> _Input_
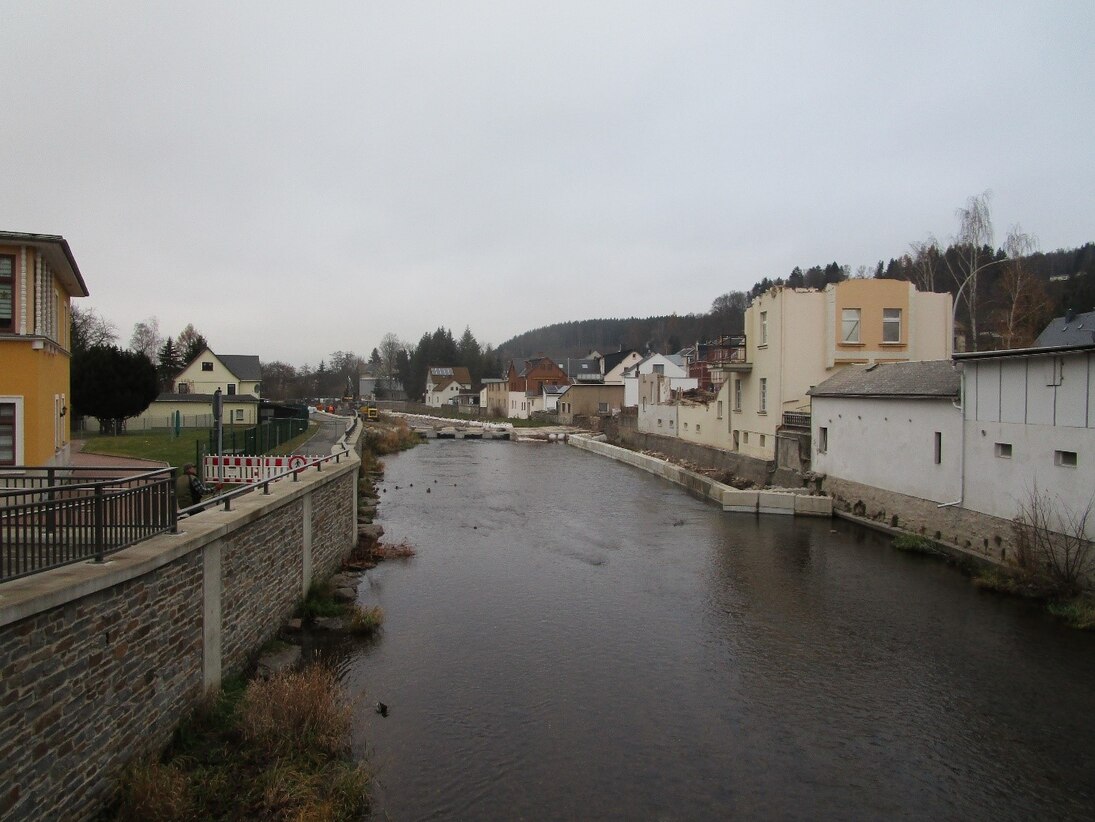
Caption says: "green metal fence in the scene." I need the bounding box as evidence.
[206,418,308,455]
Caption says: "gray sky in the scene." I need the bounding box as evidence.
[0,0,1095,366]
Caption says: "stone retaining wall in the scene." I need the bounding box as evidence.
[604,420,784,487]
[0,444,360,820]
[821,477,1015,563]
[567,435,832,517]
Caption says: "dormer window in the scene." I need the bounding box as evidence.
[0,254,15,329]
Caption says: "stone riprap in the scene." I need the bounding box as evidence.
[0,433,360,820]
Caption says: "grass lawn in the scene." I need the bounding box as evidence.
[83,422,319,467]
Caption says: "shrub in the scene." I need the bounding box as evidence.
[239,665,350,757]
[1012,485,1095,594]
[894,534,943,554]
[1049,597,1095,630]
[117,762,193,822]
[347,605,384,636]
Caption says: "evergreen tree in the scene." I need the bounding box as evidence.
[157,337,184,391]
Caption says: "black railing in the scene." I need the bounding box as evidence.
[0,468,175,582]
[783,412,810,430]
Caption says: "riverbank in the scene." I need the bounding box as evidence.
[103,422,418,822]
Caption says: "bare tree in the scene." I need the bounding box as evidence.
[909,234,943,293]
[943,192,1001,351]
[1012,485,1095,594]
[129,316,163,362]
[379,332,407,384]
[72,305,118,354]
[995,224,1052,348]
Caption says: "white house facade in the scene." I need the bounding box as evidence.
[954,344,1095,539]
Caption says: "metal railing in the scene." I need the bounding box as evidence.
[178,446,357,519]
[0,468,175,582]
[0,433,357,582]
[783,412,810,430]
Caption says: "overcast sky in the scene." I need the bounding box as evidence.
[0,0,1095,366]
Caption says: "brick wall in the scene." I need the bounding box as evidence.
[0,444,360,820]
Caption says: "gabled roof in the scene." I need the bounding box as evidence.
[1034,311,1095,348]
[155,392,261,405]
[566,357,603,382]
[808,360,961,400]
[429,366,472,385]
[518,357,562,377]
[216,354,263,382]
[434,377,460,394]
[0,231,88,297]
[601,348,635,373]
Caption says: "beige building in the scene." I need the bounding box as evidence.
[557,383,623,425]
[126,348,263,429]
[480,378,509,417]
[638,279,952,460]
[717,279,952,460]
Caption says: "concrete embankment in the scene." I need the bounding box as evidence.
[567,436,832,517]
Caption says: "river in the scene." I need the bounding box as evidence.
[321,440,1095,821]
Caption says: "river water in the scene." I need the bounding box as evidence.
[333,440,1095,820]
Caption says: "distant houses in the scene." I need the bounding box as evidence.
[0,231,88,468]
[127,348,263,428]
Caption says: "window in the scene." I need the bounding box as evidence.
[883,309,901,343]
[0,403,18,465]
[840,309,860,343]
[0,254,15,334]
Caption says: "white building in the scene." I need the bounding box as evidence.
[621,354,699,407]
[954,343,1095,539]
[810,360,963,503]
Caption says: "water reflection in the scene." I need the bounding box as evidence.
[327,441,1095,820]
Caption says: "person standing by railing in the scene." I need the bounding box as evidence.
[175,462,221,510]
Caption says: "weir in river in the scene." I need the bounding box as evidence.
[329,440,1095,820]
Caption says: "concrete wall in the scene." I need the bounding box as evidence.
[609,426,769,486]
[811,396,961,502]
[821,476,1015,563]
[961,351,1095,539]
[0,440,360,820]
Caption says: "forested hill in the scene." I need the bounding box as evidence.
[497,243,1095,362]
[498,314,741,362]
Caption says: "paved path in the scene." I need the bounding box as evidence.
[293,414,350,456]
[70,440,168,471]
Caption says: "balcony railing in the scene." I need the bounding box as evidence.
[783,412,810,431]
[0,467,176,582]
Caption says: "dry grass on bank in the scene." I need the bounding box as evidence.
[113,667,369,822]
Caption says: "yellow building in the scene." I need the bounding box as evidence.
[0,231,88,470]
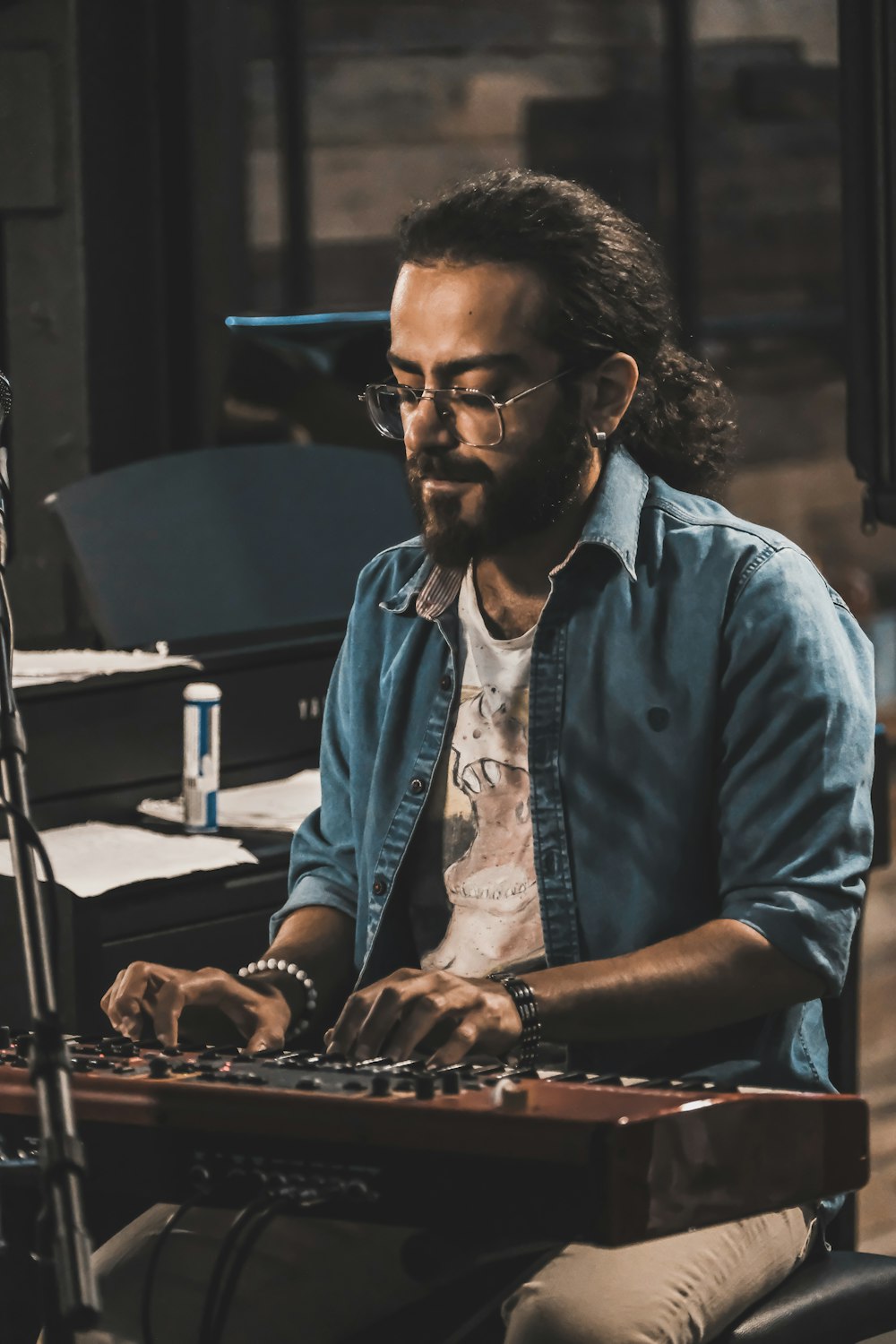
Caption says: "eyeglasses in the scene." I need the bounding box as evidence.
[358,368,573,448]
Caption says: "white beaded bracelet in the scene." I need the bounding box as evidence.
[237,957,317,1034]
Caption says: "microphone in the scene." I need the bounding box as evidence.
[0,373,12,570]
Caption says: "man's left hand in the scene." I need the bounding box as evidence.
[323,969,521,1069]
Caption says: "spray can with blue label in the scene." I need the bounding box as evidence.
[184,682,220,832]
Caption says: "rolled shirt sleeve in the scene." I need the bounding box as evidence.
[718,547,876,995]
[270,607,358,941]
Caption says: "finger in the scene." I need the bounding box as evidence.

> _Set problem_
Can you write out every line of the material again, from the line containing "left hand in" through the end, both included, adding 4 to each bounding-box coordinate and leaving everything else unchanged?

> _Final result_
Caption says: "man's left hand in the scene." I need the bounding box as evidence.
[327,973,525,1073]
Caption says: "spray can with blue label in the scene." I need the bounding box as evidence.
[188,686,224,836]
Caption says: "rolled shirt sleeve in the scene." I need the bounding box as evidence.
[722,551,880,999]
[274,611,362,945]
Caption says: "finger in the scene." I need the bounding box as evidence.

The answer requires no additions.